Goal =
Write out everything in the passage on Appalachian speech from "Another reason is" down to "Million Dollar Man.", word for word.
### Selected extract
Another reason is that when I grew up, everybody "talked country". Your voice marked you as a member of your community. And one of the first things I could see what that my community wasn't going anywhere. Maybe it's part of being a self-hating Appalachian, but if that's the case I became a self-hating Appalachian at the age of five years old. I would watch TV - TV was my religion - and I noticed that all the cool people on TV don't talk like us. All the people that speak like us - "us" - are stuck living on dirt roads. All those other people speak differently.

(Notice: when I wrote this passage the first time, I wrote "all of those people that talk like us". And "are stuck down here living on dirt roads". See, it's starting to creep in already.)

So I began to speak differently. I must have figured that if I could speak like Lee Majors I'd become the Six Million Dollar Man.

However, there is one word that I hang onto religiously, or at least try to. The word is written "can't" - can not - but is pronounced to rhyme with "ain't" and is best spelled "cain't".
######
### Dataset records
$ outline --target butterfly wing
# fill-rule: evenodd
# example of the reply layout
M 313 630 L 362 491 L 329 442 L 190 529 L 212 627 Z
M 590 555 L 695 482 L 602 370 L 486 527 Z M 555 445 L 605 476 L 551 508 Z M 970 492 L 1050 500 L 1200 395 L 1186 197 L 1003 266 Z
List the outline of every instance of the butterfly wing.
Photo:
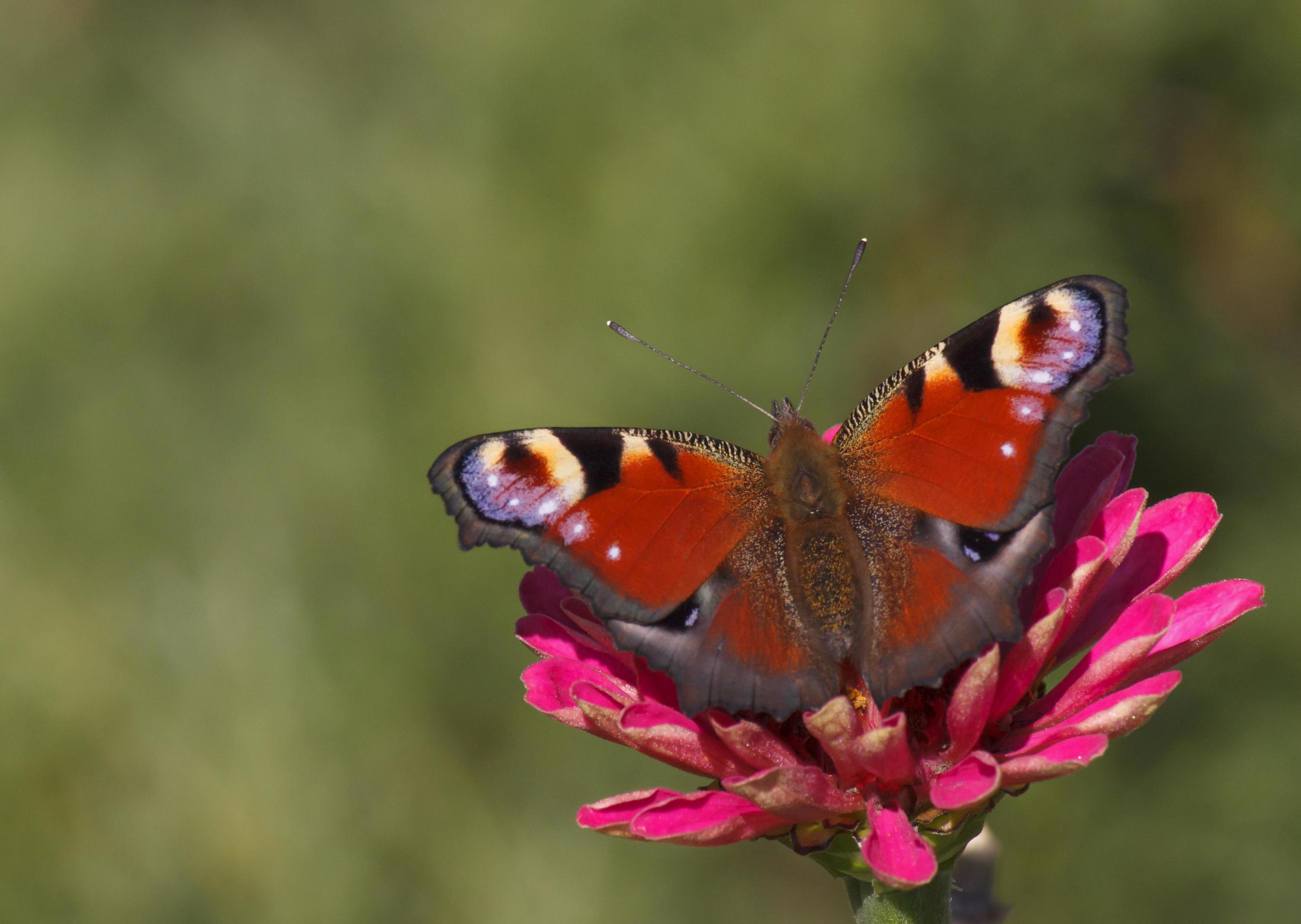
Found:
M 786 718 L 839 691 L 840 659 L 800 618 L 785 523 L 761 517 L 666 618 L 606 622 L 615 643 L 673 677 L 688 716 L 709 705 Z
M 706 705 L 785 717 L 835 692 L 798 631 L 762 459 L 692 433 L 526 429 L 458 442 L 429 482 L 462 548 L 511 545 L 582 593 L 615 643 Z
M 857 660 L 878 700 L 1020 635 L 1016 601 L 1051 543 L 1071 431 L 1089 396 L 1131 371 L 1125 308 L 1098 276 L 1039 289 L 924 353 L 837 433 L 872 562 Z
M 693 433 L 476 436 L 429 470 L 461 547 L 511 545 L 602 618 L 654 622 L 718 567 L 762 504 L 762 459 Z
######
Exercise output =
Another reason is that when I grew up, everybody "talked country". Your voice marked you as a member of your community. And one of the first things I could see what that my community wasn't going anywhere. Maybe it's part of being a self-hating Appalachian, but if that's the case I became a self-hating Appalachian at the age of five years old. I would watch TV - TV was my religion - and I noticed that all the cool people on TV don't talk like us. All the people that speak like us - "us" - are stuck living on dirt roads. All those other people speak differently.

(Notice: when I wrote this passage the first time, I wrote "all of those people that talk like us". And "are stuck down here living on dirt roads". See, it's starting to creep in already.)

So I began to speak differently. I must have figured that if I could speak like Lee Majors I'd become the Six Million Dollar Man.